Document extract
I'll tell you why. Because such utter lack of concern for that piece of gum tells me that she doesn't think anything of what she uses, what she throws away, what is important. It tells me her parents, her school, etc aren't really impressing anything onto her impressionable mind about what manners are and what littering is. The way in which she did it told me she chews gum a lot and this isn't the first time she has flung it heedlessly to the ground for someone to step in. It reminds me that millions of people everywhere every day fling their gum to the Earth without a care. And THAT leads me to realize that it doesn't end with tiny little innocent pieces of gum. No. It STARTS with tiny little innocent pieces of gum. And, because if these kids don't care, these ones that we are working to save from all our bad practices, if they don't care, then why do I bother???

Data shown

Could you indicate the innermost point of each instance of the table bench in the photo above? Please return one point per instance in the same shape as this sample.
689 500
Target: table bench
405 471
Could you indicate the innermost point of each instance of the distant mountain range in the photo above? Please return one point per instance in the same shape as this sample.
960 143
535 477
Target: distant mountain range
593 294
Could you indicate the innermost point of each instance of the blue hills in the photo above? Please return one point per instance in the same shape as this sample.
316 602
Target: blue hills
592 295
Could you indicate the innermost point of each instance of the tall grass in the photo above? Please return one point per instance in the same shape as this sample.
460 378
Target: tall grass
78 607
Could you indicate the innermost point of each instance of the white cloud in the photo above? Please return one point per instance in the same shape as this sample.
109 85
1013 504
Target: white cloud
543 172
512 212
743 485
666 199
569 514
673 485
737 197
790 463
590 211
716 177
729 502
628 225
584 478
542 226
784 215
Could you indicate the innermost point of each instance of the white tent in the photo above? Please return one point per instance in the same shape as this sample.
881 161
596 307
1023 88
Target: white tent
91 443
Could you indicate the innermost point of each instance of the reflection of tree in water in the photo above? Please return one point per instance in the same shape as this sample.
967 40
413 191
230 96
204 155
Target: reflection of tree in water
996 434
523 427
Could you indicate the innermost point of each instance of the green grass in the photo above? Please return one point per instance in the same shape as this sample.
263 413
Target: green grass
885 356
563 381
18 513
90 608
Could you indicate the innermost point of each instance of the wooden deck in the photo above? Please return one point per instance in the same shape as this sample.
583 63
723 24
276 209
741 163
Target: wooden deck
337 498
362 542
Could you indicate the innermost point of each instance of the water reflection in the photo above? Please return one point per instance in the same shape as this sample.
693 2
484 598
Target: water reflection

Exercise set
[1] In the passage about the discarded gum, what did the manner in which the girl got rid of it tell the writer?
[2] Carry on the passage about the discarded gum from its last sentence.
The data plays no part in this work.

Results for the exercise
[1] That she chews gum a lot and that this is not the first time she has flung it heedlessly to the ground for someone to step in.

[2]
So yeah. It may have been the tiniest littlest thing and it really shouldn't have bugged me so much, but welcome to my head. Sometimes when you keep telling yourself, don't sweat the petty stuff just pet the sweaty stuff, you keep trying and trying... and then the little things, the petty things, sneak on in and just blow the lid off the carefully contained vat of angst/rage/fear/disgust/hopelessness mixture that was only barely controlled anyway....

I think it's time we started sweating the petty stuff. I believe we have ignored it for too long, and now all the little things have landed us in a real big mess.